## WRITTEN INSTRUCTION
Copy out each line in the records below that contains the word "smiling".

[Box-labeled dataset extracts]
= = =

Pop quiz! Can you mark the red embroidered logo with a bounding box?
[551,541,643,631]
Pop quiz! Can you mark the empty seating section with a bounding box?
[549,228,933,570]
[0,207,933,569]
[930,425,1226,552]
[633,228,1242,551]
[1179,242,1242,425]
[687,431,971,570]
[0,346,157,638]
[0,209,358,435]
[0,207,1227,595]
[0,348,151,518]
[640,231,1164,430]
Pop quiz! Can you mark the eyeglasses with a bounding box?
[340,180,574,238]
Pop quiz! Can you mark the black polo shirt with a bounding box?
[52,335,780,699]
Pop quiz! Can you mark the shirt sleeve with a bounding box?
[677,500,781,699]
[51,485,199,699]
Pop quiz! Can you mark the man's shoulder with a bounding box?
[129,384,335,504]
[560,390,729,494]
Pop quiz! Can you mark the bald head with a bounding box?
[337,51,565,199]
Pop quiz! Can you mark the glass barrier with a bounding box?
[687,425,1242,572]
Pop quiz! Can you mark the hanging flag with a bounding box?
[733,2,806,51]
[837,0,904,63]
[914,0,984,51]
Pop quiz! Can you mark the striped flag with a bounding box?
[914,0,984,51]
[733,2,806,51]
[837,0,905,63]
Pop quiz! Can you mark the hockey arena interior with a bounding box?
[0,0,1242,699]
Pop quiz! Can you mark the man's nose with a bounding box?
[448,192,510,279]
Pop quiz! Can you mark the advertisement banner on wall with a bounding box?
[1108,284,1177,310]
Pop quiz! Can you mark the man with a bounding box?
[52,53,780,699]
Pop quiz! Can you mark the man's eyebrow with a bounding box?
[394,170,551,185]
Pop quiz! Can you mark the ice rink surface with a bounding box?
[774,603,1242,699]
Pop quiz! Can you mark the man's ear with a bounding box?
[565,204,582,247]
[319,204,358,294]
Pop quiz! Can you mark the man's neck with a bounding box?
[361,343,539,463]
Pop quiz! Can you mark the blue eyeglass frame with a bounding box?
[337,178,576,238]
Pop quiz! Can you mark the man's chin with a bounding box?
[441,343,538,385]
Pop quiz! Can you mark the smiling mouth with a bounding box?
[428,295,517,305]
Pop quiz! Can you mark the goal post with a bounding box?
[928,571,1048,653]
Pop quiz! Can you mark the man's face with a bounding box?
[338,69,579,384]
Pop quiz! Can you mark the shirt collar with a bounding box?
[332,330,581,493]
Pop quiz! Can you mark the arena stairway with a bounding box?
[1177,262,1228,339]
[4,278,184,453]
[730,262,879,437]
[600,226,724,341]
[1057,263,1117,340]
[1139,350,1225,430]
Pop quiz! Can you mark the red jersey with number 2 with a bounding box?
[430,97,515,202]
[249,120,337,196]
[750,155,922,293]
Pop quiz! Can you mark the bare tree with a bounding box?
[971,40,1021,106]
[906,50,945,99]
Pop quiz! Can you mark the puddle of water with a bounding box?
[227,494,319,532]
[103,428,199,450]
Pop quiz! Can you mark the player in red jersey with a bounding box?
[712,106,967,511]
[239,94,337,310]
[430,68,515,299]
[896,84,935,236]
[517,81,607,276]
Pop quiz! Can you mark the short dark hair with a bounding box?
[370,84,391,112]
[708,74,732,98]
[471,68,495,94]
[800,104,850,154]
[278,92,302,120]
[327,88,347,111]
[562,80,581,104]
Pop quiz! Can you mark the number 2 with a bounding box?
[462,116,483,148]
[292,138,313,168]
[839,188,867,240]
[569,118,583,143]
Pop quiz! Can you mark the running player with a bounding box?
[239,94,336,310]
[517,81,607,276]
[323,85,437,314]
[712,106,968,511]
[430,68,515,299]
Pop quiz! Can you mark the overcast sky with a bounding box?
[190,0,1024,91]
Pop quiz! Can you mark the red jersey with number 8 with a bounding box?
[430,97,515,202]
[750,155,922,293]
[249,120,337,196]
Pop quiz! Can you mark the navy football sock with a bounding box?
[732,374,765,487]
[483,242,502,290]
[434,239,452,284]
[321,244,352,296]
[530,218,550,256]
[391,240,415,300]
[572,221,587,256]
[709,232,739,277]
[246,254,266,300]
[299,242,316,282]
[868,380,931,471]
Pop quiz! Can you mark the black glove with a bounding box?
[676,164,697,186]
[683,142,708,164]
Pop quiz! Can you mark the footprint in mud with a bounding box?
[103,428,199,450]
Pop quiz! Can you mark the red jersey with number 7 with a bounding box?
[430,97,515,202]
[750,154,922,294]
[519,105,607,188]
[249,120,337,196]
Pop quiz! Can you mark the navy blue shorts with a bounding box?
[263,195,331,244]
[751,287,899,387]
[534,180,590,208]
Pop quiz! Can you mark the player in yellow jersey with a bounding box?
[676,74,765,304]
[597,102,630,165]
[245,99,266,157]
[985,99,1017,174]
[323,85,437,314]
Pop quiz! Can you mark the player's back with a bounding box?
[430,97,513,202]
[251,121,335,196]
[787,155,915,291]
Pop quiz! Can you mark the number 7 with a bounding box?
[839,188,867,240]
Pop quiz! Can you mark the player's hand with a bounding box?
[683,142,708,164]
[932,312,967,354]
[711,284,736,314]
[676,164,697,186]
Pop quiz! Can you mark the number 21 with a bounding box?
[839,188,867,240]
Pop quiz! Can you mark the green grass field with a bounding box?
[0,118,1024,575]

= = =

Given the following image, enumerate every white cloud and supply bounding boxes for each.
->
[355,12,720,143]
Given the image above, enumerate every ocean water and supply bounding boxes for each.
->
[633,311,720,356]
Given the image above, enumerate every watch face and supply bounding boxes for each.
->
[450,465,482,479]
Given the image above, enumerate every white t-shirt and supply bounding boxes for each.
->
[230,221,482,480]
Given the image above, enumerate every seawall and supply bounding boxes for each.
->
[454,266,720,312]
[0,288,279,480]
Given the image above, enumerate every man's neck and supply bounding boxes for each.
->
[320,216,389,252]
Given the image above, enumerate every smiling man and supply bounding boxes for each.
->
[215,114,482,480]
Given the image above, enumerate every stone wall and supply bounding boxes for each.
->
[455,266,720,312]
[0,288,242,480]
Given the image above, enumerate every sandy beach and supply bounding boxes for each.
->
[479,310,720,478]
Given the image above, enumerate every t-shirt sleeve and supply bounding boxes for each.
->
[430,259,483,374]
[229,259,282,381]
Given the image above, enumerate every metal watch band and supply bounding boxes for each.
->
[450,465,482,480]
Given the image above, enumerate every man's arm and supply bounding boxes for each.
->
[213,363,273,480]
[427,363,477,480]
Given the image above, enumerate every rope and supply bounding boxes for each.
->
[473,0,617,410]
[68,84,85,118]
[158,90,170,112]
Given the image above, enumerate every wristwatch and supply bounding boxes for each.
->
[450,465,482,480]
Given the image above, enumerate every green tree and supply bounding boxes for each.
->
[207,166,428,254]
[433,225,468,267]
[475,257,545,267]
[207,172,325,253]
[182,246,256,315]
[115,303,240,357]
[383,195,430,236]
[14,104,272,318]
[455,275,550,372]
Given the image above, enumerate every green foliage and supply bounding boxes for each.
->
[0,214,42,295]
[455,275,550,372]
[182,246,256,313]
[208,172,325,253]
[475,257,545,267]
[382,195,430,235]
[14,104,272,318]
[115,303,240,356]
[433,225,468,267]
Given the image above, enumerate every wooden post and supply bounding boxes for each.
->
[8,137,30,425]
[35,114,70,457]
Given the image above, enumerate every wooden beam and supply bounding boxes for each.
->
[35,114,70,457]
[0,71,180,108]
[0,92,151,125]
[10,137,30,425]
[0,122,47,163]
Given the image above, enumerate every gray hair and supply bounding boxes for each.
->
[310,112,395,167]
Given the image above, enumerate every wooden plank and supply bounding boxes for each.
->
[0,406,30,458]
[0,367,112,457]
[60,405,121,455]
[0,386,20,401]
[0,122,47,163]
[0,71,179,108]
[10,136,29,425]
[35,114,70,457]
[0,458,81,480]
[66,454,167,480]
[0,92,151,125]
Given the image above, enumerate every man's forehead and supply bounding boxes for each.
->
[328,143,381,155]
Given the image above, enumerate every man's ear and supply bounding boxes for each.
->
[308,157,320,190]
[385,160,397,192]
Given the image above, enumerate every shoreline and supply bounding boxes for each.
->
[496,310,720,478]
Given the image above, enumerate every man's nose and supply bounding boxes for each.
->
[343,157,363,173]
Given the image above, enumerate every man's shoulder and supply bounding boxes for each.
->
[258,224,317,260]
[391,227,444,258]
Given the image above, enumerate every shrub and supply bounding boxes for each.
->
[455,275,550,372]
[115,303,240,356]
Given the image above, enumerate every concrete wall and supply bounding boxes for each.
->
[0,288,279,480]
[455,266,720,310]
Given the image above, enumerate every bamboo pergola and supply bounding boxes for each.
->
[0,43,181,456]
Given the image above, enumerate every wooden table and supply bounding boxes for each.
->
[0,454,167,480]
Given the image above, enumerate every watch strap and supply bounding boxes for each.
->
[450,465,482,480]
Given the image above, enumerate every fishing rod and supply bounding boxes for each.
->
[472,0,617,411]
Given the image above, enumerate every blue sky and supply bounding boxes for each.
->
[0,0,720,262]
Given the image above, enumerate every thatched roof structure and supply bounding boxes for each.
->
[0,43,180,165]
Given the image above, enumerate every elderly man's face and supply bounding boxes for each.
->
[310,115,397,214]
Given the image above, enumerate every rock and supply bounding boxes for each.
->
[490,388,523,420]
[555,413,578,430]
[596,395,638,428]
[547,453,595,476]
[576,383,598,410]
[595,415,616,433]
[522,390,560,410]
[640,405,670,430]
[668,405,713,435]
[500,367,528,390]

= = =

## TASK ANSWER
Pop quiz! Can you mark the smiling mouth with a bounding box?
Given the image above, enumerate every smiling man and supply bounding boxes for each.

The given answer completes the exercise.